DOCUMENT EXCERPT:

· · · · ·

In the Garden:
This sprinkler system's misalignment and excessive pressure is wasting water.
This long, hot summer season has kept irrigation systems busy providing water for our lawns and landscapes. Future projections in many areas indicate that water supplies may be inadequate to meet demand, and steps need to be taken to make our lawns and landscapes more water efficient. It is also true that in many cases lawns are watered much more than is needed to keep them healthy.
Warm-season turf species, including St. Augustine, zoysia, Bermuda, and centipede, love hot weather. Provide adequate moisture and they will be fine despite the heat. It is best to give your lawn a good soaking with an inch of water and then wait a week to allow it to dry out a little before watering again. Frequent watering invites disease problems and can promote shallow-rooted turf that is less drought tolerant and more susceptible to attack from insects.
Use a rain gauge or straight-sided container to determine how long to run your sprinklers to apply an inch of water. If your soil is a heavy clay, slopes considerably, or is shallow due to underlying rock layers, you may need to apply water in several applications on a given day, with a brief period of time for the moisture to soak in between applications. Shallow soils may not take the full inch of water.
Automatic irrigation systems are convenient but are often not operating efficiently. This wastes water and thus causes not only higher water bills but also increased sewer bills in many communities where the sewer rates are based on water rates.
Irrigation systems are often poorly designed or out of adjustment. If sprinkler patterns do not overlap properly, some areas will not receive adequate water. We tend to water enough to keep the driest areas green, so some parts of the landscape may be getting much more than they need. The problem may be improper sprinkler spacing, lack of pressure, or sprinkler head adjustment.
If the pressure is too high, sprinklers will produce a fine mist rather than larger spray droplets. This results in drift with much of your water ending up on the street, driveway, or neighbor's lawn!

· · · · ·

GIVEN DATA:
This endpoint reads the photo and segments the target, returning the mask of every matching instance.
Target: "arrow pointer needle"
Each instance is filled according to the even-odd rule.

· · · · ·

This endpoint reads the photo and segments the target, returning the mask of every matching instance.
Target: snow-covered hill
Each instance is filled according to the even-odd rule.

· · · · ·

WHAT THE EXERCISE ASKS:
Copy the part of the lawn watering text that starts at "Warm-season turf species, including" and ends at "full inch of water.", keeping every word as it appears.

RESPONSE FOR THIS EXERCISE:
Warm-season turf species, including St. Augustine, zoysia, Bermuda, and centipede, love hot weather. Provide adequate moisture and they will be fine despite the heat. It is best to give your lawn a good soaking with an inch of water and then wait a week to allow it to dry out a little before watering again. Frequent watering invites disease problems and can promote shallow-rooted turf that is less drought tolerant and more susceptible to attack from insects.
Use a rain gauge or straight-sided container to determine how long to run your sprinklers to apply an inch of water. If your soil is a heavy clay, slopes considerably, or is shallow due to underlying rock layers, you may need to apply water in several applications on a given day, with a brief period of time for the moisture to soak in between applications. Shallow soils may not take the full inch of water.